§ Exercise details
Count the lines in the material below that contain the word "small", treating case as significant, and give only the number.

§ Data for processing
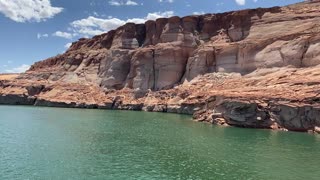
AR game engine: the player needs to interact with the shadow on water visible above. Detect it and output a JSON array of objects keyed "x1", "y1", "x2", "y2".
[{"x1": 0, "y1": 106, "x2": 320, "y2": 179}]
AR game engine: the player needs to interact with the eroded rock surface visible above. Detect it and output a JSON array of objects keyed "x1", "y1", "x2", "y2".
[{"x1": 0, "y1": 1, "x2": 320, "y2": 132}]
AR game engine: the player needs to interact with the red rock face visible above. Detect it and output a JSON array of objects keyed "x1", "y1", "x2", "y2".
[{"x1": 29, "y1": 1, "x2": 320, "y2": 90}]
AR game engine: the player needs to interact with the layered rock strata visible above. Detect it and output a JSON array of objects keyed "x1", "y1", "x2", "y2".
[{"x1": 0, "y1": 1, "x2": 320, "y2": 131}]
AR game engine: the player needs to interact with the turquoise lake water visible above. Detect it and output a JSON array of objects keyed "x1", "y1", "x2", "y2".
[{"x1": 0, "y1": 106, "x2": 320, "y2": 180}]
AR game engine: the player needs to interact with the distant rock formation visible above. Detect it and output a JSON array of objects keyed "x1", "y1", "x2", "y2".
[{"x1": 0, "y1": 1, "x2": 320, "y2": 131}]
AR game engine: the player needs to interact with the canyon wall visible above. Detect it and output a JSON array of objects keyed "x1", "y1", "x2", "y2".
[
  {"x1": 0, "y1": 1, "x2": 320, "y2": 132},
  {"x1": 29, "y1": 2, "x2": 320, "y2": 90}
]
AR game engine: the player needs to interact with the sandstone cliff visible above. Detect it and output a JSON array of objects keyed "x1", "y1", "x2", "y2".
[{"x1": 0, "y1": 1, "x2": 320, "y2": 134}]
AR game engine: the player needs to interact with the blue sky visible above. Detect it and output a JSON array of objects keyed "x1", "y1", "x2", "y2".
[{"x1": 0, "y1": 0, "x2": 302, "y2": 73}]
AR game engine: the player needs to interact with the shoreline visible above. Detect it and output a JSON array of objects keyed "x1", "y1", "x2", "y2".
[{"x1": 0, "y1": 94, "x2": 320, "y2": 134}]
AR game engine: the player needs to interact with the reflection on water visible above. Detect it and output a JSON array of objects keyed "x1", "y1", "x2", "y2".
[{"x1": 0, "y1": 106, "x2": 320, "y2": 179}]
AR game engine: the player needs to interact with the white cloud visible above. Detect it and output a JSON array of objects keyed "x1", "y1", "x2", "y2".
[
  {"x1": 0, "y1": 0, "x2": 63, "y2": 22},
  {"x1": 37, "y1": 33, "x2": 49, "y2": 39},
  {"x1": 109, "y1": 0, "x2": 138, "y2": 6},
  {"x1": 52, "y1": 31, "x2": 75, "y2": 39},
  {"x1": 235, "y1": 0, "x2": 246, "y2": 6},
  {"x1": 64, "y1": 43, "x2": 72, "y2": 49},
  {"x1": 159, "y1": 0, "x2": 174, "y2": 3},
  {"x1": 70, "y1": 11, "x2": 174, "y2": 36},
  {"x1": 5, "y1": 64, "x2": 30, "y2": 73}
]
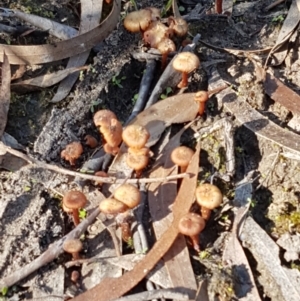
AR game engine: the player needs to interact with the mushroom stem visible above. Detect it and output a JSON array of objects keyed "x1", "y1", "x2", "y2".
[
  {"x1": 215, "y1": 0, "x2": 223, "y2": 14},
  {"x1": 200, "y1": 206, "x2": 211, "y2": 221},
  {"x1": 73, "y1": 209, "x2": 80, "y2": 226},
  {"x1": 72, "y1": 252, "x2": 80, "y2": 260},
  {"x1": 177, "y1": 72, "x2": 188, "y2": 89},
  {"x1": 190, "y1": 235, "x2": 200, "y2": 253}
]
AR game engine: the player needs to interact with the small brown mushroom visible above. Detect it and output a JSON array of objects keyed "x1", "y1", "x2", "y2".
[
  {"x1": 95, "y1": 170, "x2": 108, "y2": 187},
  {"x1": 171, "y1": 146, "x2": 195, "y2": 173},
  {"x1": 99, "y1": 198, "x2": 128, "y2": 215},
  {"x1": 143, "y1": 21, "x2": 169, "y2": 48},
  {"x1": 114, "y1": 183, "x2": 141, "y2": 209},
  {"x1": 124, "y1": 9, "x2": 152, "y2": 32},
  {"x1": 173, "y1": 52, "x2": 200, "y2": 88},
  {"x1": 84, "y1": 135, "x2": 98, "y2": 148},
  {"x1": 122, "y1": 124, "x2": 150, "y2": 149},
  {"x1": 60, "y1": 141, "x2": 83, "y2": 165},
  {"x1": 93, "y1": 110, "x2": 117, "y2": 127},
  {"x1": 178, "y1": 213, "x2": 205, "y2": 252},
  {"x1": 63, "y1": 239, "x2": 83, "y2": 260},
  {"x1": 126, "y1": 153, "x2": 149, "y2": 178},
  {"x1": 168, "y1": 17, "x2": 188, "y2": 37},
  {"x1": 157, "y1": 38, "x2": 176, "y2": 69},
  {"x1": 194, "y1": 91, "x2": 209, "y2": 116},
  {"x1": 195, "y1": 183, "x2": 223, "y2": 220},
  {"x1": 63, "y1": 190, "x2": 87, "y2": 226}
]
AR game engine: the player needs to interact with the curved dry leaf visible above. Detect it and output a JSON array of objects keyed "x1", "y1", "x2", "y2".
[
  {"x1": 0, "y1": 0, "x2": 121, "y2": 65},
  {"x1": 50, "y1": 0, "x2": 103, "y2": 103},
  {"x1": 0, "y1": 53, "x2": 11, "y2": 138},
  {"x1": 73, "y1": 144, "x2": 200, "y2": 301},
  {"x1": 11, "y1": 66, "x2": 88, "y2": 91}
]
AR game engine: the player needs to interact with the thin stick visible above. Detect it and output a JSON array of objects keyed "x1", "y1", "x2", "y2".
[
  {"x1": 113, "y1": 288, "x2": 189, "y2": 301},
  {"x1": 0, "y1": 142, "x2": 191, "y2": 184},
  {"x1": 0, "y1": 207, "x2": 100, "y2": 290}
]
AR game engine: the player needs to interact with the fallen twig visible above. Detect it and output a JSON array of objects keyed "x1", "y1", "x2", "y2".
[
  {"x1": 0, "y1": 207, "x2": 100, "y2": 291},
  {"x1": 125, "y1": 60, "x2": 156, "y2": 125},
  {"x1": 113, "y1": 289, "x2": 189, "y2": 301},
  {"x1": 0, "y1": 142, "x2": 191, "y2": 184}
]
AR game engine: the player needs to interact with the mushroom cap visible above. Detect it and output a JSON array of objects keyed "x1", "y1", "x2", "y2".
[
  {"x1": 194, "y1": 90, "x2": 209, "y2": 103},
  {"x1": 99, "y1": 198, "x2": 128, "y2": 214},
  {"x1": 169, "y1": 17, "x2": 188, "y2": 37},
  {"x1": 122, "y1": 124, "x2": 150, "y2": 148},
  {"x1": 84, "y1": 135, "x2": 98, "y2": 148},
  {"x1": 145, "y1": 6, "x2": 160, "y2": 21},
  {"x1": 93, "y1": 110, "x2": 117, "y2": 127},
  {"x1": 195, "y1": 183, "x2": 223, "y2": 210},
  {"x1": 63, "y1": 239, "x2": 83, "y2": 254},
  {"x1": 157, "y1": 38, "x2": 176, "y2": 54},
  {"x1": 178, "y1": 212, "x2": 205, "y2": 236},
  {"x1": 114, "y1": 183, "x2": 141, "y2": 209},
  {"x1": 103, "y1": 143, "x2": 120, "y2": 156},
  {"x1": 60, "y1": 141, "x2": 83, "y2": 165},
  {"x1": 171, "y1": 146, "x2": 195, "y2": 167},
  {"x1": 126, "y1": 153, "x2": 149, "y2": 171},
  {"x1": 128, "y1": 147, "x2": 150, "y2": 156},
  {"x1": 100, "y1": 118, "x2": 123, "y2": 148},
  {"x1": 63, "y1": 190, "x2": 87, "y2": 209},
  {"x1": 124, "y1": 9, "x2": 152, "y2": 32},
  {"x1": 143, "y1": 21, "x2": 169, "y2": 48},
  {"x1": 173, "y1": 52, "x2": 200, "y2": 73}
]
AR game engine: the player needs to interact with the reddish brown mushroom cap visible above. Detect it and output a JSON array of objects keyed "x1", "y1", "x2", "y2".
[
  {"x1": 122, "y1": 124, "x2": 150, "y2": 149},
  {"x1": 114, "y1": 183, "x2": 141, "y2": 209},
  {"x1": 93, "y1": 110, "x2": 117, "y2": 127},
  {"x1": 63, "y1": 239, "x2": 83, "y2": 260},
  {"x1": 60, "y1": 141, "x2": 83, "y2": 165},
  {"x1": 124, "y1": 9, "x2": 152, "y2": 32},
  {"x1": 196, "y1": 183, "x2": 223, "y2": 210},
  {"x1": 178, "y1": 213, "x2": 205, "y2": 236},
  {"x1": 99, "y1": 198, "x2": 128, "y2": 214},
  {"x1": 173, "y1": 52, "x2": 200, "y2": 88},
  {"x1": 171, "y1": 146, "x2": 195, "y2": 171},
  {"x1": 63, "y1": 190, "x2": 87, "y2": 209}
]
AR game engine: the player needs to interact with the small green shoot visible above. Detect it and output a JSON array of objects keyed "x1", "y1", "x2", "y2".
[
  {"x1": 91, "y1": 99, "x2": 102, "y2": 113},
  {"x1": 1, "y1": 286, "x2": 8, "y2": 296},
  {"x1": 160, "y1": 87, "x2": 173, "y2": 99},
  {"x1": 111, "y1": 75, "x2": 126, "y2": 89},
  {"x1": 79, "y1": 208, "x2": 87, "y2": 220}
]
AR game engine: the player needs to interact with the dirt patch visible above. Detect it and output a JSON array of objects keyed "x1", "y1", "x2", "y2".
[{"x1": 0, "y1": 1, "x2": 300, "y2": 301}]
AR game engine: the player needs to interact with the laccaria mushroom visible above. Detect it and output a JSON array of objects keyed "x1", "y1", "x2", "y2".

§ Reply
2